Please duplicate the lines from the start of the records up to and including the line that contains "target: **clock tower**".

Recorded data:
* * *

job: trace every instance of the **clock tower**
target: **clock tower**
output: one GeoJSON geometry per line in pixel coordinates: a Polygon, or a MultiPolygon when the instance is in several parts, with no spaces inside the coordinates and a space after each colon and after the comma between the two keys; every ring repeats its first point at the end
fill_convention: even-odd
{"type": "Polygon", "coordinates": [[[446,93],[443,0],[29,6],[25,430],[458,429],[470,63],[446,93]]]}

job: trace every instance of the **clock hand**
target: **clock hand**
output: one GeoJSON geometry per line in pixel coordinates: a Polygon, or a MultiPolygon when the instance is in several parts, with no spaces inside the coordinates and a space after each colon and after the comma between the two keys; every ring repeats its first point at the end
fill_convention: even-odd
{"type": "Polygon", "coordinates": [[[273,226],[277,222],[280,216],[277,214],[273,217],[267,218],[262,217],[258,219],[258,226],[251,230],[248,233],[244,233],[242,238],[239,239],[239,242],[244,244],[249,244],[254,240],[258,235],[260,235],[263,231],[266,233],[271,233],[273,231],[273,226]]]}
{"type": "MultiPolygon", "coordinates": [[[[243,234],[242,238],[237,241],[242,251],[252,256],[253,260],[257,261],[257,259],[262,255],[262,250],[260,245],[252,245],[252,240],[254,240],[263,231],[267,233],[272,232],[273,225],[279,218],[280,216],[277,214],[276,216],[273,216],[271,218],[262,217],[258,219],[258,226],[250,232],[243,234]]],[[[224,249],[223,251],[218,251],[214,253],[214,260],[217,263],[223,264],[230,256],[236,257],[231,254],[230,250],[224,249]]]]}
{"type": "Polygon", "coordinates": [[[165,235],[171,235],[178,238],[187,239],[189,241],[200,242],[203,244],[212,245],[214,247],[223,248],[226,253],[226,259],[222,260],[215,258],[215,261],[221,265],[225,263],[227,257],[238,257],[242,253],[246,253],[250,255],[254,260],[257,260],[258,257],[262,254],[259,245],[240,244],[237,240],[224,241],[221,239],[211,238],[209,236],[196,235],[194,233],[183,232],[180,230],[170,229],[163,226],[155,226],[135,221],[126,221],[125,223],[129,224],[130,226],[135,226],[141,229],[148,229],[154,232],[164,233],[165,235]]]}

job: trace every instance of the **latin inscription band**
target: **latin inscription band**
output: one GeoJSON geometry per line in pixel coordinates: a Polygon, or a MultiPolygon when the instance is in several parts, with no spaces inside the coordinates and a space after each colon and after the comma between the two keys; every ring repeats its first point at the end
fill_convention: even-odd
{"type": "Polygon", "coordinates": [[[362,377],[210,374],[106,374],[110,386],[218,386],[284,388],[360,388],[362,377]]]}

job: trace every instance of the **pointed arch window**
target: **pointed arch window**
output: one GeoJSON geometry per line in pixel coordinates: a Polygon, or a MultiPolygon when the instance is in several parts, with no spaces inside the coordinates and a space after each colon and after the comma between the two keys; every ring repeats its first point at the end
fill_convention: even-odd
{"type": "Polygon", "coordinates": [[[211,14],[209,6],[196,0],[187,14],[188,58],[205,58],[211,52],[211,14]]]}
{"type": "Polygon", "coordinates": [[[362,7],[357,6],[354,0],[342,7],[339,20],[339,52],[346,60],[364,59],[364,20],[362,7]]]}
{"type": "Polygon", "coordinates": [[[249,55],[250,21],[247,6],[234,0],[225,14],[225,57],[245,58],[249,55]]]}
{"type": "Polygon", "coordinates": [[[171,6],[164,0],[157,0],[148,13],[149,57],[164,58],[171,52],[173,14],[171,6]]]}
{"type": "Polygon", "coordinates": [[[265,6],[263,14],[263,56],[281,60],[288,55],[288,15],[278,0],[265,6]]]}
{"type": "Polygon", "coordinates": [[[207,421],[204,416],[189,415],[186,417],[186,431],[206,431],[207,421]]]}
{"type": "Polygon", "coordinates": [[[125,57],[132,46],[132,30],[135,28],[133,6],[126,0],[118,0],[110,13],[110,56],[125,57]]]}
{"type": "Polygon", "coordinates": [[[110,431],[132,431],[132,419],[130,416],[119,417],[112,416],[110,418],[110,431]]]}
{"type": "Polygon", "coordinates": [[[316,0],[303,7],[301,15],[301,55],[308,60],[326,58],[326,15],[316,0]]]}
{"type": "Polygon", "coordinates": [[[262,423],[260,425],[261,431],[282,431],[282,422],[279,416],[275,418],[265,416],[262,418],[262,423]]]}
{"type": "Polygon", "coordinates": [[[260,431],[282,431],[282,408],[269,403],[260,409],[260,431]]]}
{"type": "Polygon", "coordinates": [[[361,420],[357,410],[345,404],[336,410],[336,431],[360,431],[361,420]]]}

* * *

ANSWER TO THE PROBLEM:
job: trace every instance of the **clock tower**
target: **clock tower**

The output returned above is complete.